- YOUR GOAL: Report every line in the entries below that contains the word "Final". Case counts.

Excerpts from a detection dataset:

- - - - - - -

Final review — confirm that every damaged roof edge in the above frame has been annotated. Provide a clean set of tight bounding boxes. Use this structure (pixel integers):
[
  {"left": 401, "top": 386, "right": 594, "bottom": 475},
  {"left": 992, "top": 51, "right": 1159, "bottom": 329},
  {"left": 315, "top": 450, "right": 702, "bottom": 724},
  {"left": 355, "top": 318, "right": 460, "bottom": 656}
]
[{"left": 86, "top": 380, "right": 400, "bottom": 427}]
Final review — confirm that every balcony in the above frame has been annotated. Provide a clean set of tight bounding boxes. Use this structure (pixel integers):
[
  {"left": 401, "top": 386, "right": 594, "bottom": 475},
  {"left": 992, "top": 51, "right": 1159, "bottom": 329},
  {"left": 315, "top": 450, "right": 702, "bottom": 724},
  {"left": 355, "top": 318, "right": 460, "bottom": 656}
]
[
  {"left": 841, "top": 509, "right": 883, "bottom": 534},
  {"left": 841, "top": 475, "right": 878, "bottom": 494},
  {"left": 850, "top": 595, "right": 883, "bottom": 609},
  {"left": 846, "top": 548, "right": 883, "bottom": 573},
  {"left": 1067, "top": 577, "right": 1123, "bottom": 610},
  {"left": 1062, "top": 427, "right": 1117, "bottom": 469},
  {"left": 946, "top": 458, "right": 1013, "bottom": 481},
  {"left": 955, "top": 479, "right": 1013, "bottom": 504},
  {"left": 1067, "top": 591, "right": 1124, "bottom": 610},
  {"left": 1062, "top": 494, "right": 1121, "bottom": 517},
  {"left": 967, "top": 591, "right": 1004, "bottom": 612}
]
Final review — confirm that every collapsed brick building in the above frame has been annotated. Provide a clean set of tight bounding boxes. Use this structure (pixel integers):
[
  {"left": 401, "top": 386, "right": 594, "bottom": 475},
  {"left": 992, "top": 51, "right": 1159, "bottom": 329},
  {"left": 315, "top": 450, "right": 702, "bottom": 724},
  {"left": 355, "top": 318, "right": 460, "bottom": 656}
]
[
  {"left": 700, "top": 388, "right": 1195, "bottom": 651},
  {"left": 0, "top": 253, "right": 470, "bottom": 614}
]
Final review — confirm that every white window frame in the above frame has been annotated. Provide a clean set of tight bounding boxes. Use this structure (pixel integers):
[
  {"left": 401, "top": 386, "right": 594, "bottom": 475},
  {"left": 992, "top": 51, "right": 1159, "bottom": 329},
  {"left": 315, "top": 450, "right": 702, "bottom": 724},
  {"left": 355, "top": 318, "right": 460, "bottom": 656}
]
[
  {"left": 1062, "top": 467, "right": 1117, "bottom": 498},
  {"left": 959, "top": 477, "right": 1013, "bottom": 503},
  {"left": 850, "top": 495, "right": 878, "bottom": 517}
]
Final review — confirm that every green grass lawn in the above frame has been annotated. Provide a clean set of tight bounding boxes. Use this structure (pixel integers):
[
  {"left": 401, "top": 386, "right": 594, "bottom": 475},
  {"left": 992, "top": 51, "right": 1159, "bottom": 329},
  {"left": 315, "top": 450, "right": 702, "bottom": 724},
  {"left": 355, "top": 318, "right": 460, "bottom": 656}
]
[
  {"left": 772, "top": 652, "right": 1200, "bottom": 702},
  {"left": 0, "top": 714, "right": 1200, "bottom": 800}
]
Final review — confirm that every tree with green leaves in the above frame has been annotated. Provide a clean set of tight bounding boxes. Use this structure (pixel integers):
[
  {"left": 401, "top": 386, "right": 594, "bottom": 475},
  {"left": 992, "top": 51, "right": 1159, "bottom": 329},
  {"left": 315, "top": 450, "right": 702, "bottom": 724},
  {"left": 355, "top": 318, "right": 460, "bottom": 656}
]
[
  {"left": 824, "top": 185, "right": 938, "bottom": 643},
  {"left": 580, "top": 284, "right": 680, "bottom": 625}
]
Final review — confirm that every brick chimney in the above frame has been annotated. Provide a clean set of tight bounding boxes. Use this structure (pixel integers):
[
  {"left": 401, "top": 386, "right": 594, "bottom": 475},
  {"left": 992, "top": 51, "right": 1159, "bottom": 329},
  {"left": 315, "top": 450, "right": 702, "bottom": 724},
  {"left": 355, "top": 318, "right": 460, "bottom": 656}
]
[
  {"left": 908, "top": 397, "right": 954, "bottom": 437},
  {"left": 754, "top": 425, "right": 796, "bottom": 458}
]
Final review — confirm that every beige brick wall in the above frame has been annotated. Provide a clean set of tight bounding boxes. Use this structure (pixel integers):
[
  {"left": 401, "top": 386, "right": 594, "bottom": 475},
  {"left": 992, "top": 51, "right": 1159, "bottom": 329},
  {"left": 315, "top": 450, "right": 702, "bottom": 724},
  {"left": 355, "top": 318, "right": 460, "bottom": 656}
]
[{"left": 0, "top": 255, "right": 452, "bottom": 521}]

- - - - - - -

- WRITTEN RESPONSE:
Final review — confirm that every damaged roof edge in the above frame has been annotated. Provide a clean set of tight bounding boxes. Use this structure (pixel integers):
Final review — confirm that every balcony in the above frame has been annotated. Provide a clean set of tight bounding boxes. Use this structure (pixel integers):
Final review — confirm that every collapsed brick building in the above frame has been annotated. Provide a clean set of tight bounding boxes. Use this structure (pixel integers):
Final review — confirm that every white window frame in the above frame has been annotated. Provide a clean set of tight bounding boxes. Use this structure (pixel integers):
Final review — confirm that every green grass lawn in the above frame has been annotated. Provide a clean set of tight bounding boxes. Use this structure (pixel integers):
Final review — confirm that every tree with green leaves in the above frame has been annotated. Provide a clean set of tight bounding boxes. Use this structure (pixel integers):
Final review — confirm that every brick chimney in the above frame has been annotated. Provide a clean set of tight bounding boxes. Use this structure (pixel integers):
Final review — confirm that every beige brick wall in the above frame has been annotated. Provide a clean set of tight bounding boxes. Use this structure (pixel integers):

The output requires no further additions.